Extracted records
=== Begin Enclosure ===
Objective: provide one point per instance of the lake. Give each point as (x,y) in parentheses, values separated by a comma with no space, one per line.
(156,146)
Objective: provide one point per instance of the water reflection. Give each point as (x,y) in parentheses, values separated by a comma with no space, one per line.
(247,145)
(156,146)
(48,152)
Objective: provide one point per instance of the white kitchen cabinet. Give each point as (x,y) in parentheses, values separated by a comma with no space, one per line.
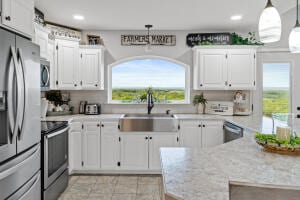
(41,39)
(110,146)
(241,68)
(75,146)
(190,134)
(157,141)
(91,145)
(18,15)
(219,68)
(67,63)
(91,68)
(210,69)
(134,151)
(197,134)
(212,133)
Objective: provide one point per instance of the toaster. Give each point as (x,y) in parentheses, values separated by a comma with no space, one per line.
(92,109)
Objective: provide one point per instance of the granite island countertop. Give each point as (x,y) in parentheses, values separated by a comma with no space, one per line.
(205,174)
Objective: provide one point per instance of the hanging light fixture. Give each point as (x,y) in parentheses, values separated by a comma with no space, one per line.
(294,39)
(148,45)
(269,24)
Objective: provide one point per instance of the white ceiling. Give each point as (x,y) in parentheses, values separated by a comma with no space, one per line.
(213,15)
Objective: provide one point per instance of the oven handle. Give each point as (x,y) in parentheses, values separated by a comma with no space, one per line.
(238,132)
(57,133)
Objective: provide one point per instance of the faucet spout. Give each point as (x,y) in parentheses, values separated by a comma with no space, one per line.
(150,102)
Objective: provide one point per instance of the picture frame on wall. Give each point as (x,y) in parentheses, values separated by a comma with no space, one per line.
(94,40)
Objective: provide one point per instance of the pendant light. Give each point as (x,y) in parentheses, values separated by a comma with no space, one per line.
(269,24)
(294,39)
(148,47)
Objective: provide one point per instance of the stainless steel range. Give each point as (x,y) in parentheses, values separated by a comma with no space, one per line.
(54,158)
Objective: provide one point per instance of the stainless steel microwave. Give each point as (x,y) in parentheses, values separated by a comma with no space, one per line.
(45,75)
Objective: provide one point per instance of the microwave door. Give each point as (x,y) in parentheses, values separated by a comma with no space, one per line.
(7,108)
(29,125)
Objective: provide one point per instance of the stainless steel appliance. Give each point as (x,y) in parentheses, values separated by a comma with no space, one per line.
(45,75)
(232,132)
(19,118)
(93,109)
(220,107)
(55,158)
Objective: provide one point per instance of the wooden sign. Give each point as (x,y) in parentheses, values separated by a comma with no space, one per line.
(194,39)
(164,40)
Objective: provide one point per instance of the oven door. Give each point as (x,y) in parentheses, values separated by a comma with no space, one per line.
(55,155)
(45,77)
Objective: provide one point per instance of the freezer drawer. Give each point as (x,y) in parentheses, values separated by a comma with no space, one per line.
(17,172)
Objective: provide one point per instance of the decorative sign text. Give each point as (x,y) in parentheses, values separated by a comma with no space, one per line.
(194,39)
(164,40)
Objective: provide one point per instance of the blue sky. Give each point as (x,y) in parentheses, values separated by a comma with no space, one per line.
(144,73)
(276,75)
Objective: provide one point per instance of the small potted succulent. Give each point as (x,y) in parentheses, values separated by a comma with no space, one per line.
(200,101)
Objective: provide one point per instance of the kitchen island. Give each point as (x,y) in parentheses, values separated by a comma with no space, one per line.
(206,174)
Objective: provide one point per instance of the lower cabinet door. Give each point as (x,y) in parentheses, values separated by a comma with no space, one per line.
(212,133)
(91,145)
(110,146)
(157,141)
(134,151)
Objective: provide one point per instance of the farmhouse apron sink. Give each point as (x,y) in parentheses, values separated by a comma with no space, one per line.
(148,123)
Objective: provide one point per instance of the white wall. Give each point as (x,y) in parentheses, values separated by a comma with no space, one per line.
(114,52)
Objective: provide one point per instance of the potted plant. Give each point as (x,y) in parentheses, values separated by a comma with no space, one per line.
(201,102)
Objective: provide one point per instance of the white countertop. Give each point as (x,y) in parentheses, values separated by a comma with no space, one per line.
(205,175)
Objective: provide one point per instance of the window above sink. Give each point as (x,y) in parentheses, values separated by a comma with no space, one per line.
(130,79)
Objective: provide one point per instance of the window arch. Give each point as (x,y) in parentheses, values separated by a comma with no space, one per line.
(129,80)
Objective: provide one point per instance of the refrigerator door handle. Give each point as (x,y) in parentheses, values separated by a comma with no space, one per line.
(16,167)
(23,94)
(11,111)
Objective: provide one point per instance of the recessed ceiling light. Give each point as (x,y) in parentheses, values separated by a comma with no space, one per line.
(78,17)
(236,17)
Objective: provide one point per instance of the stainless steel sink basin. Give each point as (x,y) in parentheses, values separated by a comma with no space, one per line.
(148,123)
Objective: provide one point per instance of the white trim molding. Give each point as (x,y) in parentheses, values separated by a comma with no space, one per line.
(187,76)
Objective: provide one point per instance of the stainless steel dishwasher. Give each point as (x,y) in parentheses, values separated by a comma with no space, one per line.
(232,132)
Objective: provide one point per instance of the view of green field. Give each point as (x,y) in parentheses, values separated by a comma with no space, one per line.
(140,95)
(275,101)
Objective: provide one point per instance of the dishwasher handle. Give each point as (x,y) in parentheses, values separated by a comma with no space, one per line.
(235,131)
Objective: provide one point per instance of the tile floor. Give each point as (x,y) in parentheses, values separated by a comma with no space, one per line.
(114,187)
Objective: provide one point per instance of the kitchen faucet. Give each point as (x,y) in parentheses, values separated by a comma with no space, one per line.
(150,102)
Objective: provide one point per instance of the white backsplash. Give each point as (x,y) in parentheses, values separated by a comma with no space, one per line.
(101,97)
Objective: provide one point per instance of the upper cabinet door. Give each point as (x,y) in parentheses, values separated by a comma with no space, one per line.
(67,61)
(91,71)
(209,70)
(241,69)
(19,15)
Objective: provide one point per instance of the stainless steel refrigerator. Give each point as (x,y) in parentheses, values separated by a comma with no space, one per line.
(20,131)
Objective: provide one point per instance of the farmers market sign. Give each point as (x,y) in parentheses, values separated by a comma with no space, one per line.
(164,40)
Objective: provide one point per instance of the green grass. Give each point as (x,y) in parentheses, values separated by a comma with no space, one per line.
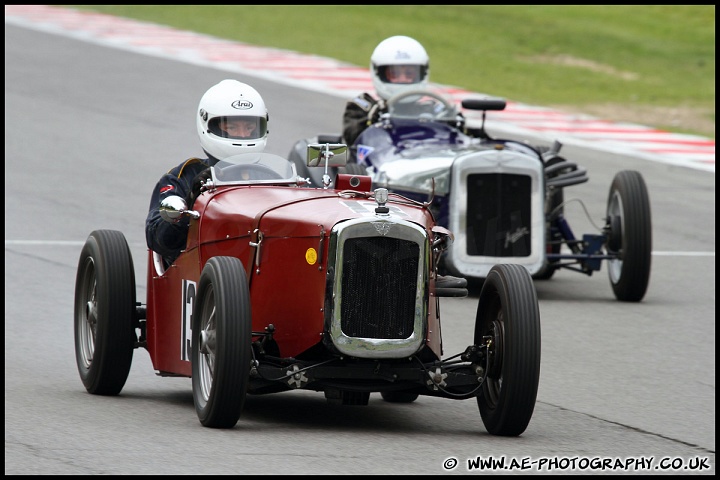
=== End Enclosure ===
— ASSIGNMENT —
An exact copy of the records above is wanted, with the pictures omitted.

— WRITTEN SOLUTION —
Objective: provide one point per instance of the lake. Give each point as (x,y) in parentheses, values separated by a comma with no space, one per line.
(156,146)
Objective: provide one point per instance of the water reflection. Give each point as (x,y) in parentheses, values separated by a comma with no space, one per line.
(247,145)
(156,146)
(48,152)
Objective: provide one point per instance of the white kitchen cabinet. Give each point as (x,y) in parentheses, values separated by a comma with no space, one per line.
(41,39)
(110,146)
(241,68)
(75,146)
(190,134)
(157,141)
(91,145)
(18,15)
(219,68)
(67,63)
(91,68)
(210,69)
(134,151)
(197,134)
(212,133)
Objective: provide one point per instance of the toaster. Give each point as (x,y) in parentheses, values separated by a comma with no space, one per line.
(92,109)
Objective: provide one point per instance of the granite island countertop. Give each point as (x,y) in parentheses, values separated by a comma with no space, one per line.
(205,174)
Objective: provide one point per instance of the hanging light fixture. Give each point as (x,y) in parentheses, values separated by a comma with no space, one per line.
(294,39)
(148,45)
(269,24)
Objective: provide one point per instance of the white ceiling. Give each point as (x,y) in parentheses, values separated by a comma with no space, one per line.
(213,15)
Objective: provide one point per instance of the oven handle. Give each point as (x,y) in parentheses, values separated by a comma with no space, one per line.
(238,132)
(57,133)
Objective: provide one point per instance of the faucet spout. Give each point as (x,y) in parentheses, values separated by a comma with no space, one per line.
(150,102)
Objective: provide one point per instance of the picture frame on wall. Give each point as (x,y) in parentheses, values separated by a comma with no space, one per line.
(94,40)
Objective: provide one point per instance of the pendant light. Give each point as (x,y) in parentheses, values separated by a comma with no space, one per line.
(269,24)
(294,39)
(148,47)
Objective: provide one point per instance of the stainless steel range. Give each point as (x,y) in parentheses, values separated by a comma with no space, one per line.
(54,158)
Objective: provide one point per instance of the stainless steel microwave. Give each point as (x,y) in parentheses, values separated by a comma with no space, one per line.
(45,75)
Objective: provide one point per instance of the microwave door. Give each point as (x,y) in parentheses, values separated by a comma with no space, one per line.
(7,108)
(29,125)
Objective: provide one point per instance of the stainless steel appliance. Give each point as (x,y) in parentheses, values separated by a comma with no space, one per line.
(45,75)
(232,132)
(19,118)
(93,109)
(220,107)
(55,158)
Objective: provide one point per instance of the wooden sign. Give each point as (x,y) in parentheses, values separated by a comma with no space, one per line.
(194,39)
(164,40)
Objective: provide one point per instance of the oven door. Give each point as (x,y) in parentheses, values separated by a comma with no space, one per line.
(55,155)
(45,77)
Objective: provide one point per instance of the freezer drawer. Give each point as (x,y) in parentheses, values separated by a comma with no space, one per line.
(17,172)
Objective: provide one point per instance of the decorative sign text. Give each point as (x,y) in parentheses, values separated by a comma with no space, one per line.
(194,39)
(164,40)
Objective: provide one point per instance of the blue sky. Give each point as (x,y) in parentheses, values separated by a comma with no space, one per line.
(144,73)
(276,75)
Objective: provide one point per instance of the small potted succulent. Give each point as (x,y) in parentheses, values separated by a comma with no space, one per line.
(200,101)
Objective: provide one point per instance of the kitchen island. Give each point as (x,y) in parentheses, values separated by a comma with no space, one per line.
(206,174)
Objective: provide one point per instance of the lower cabinet door. Give each point as (x,y) in parentheses, values separated by a comma with no space, one per line.
(212,133)
(91,145)
(110,146)
(157,141)
(134,151)
Objective: provide one point per instance of the farmhouse apron sink. Give each point as (x,y) in parentheses, values separated by a comma with no space, one per line.
(148,123)
Objective: provide one point per instance of the white wall. Give each point as (x,y) in parentheses, values separated by a comma with no space, one per line.
(114,52)
Objective: provide one point per instance of the potted plant. Give each point as (x,y) in parentheses, values separated by a comma with no space, one per line.
(201,102)
Objective: provide one point per instance of the white countertop. Give each point as (x,y) in parentheses, values separated by a comma with no space, one per line.
(205,175)
Objective: provide one point per instance of the window above sink. Give each point as (x,y) in parentheses, values separated by a comma with no space, one per line.
(130,79)
Objective: provide one point per instance of the window arch. Give each point as (x,y) in parentheses, values separated by a comma with no space, one per line.
(129,80)
Objective: provide one point per instance of the refrigerator door handle. Give each point as (x,y) in parentheses, values separated by a comma with no space, one per line.
(16,167)
(23,94)
(11,111)
Objective: provide one point per instance of the recessed ceiling light. Give each point as (x,y) in parentheses, values separated by a comma with no space, one per line.
(78,17)
(236,17)
Objective: provide one point per instance of the stainless steel sink basin. Give each point as (x,y) in parentheses, values separated by a comma with no space, one per line.
(148,123)
Objective: provide one point per instance of the white trim molding. Give each point as (x,y) in parentheses, values separated by a comma with no space, one per line.
(187,76)
Objective: provide one point per instance of the stainless steel dishwasher. Give each point as (x,y) in parentheses, values separated by a comma with no space, one per line.
(232,132)
Objective: provide one point per instance of the view of green field. Give each point as (x,y) in parentheses, values separated by a comma with no space, one per line.
(140,95)
(275,101)
Objective: provide one point per instance of the dishwasher handle. Give each point as (x,y) in parentheses, values separated by a comma with no space, one per line.
(235,131)
Objective: provide one point per instance of the tile floor. Give each point as (x,y) in parentheses, values separated by a comma with no space, one per line.
(114,187)
Objective: provide one point per instance of the kitchen faucet. Give each point as (x,y) in parentheses, values separated by a comma with no space, one per line.
(150,102)
Objective: provide one point per instance of the white backsplash. Give each point as (x,y) in parentheses, values separated by a comma with no space, one per line.
(101,97)
Objective: provide one point per instance of the upper cabinet door. Give each point as (x,y) in parentheses, values separated by a comma with no space, one per line.
(67,61)
(91,71)
(209,70)
(241,69)
(19,15)
Objective: provide one point per instance of the stainless steel refrigerator. Give each point as (x,y) in parentheses, values separated by a comma with no space, one per line.
(20,131)
Objective: provide one point per instance of the farmers market sign. Give each point as (x,y) in parentheses, values separated by a comma with no space, one per line.
(164,40)
Objective: provide one point per instance of the green grass. Give each point as (x,y) in parentheses, values separated by a comma with no space, one per line.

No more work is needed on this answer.